Required task
Rewrite the stretch from the line containing "Where can the sweater cuff" through the end of the records, requests included, shifting every coordinate in the answers up by 18.

[Pointing dataset records]
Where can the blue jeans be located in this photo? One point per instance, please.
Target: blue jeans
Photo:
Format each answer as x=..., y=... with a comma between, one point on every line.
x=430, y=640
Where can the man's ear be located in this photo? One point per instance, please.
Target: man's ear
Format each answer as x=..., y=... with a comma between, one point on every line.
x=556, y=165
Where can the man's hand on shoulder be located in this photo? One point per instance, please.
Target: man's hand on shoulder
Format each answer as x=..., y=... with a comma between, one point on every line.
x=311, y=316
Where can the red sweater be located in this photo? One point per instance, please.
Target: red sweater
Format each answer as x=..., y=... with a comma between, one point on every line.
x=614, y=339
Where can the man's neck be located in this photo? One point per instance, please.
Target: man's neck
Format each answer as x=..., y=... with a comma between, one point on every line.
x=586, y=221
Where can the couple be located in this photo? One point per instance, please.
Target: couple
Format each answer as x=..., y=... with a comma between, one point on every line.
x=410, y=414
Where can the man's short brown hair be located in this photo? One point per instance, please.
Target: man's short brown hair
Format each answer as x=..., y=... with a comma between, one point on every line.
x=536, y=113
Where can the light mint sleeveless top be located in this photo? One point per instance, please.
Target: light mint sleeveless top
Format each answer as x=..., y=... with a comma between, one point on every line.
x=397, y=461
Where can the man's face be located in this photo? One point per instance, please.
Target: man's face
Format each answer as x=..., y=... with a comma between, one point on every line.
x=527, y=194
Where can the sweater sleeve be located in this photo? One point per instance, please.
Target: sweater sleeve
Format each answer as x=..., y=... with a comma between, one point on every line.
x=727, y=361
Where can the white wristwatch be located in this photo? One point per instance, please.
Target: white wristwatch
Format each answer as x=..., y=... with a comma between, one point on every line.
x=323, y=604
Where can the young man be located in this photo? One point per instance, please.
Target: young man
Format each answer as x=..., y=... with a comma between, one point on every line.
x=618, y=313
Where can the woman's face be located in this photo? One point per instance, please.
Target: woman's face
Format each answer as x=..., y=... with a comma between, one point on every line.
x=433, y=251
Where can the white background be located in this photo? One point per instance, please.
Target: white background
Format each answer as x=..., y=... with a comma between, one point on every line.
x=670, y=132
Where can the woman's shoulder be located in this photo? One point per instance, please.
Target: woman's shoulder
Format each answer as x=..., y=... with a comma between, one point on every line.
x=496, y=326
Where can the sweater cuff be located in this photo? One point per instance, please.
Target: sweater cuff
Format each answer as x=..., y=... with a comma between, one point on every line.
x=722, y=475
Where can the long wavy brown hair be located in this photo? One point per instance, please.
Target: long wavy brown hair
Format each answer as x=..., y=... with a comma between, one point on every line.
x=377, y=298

Exercise answer
Where can the sweater cuff be located in this photo? One point per instance, please.
Target: sweater cuff
Format each answer as x=..., y=... with a comma between, one point on every line.
x=740, y=493
Where can the long wavy brown hair be located in this photo? One point per instance, please.
Target: long wavy brown hair
Format each answer as x=..., y=... with a comma between, one point on every line.
x=395, y=316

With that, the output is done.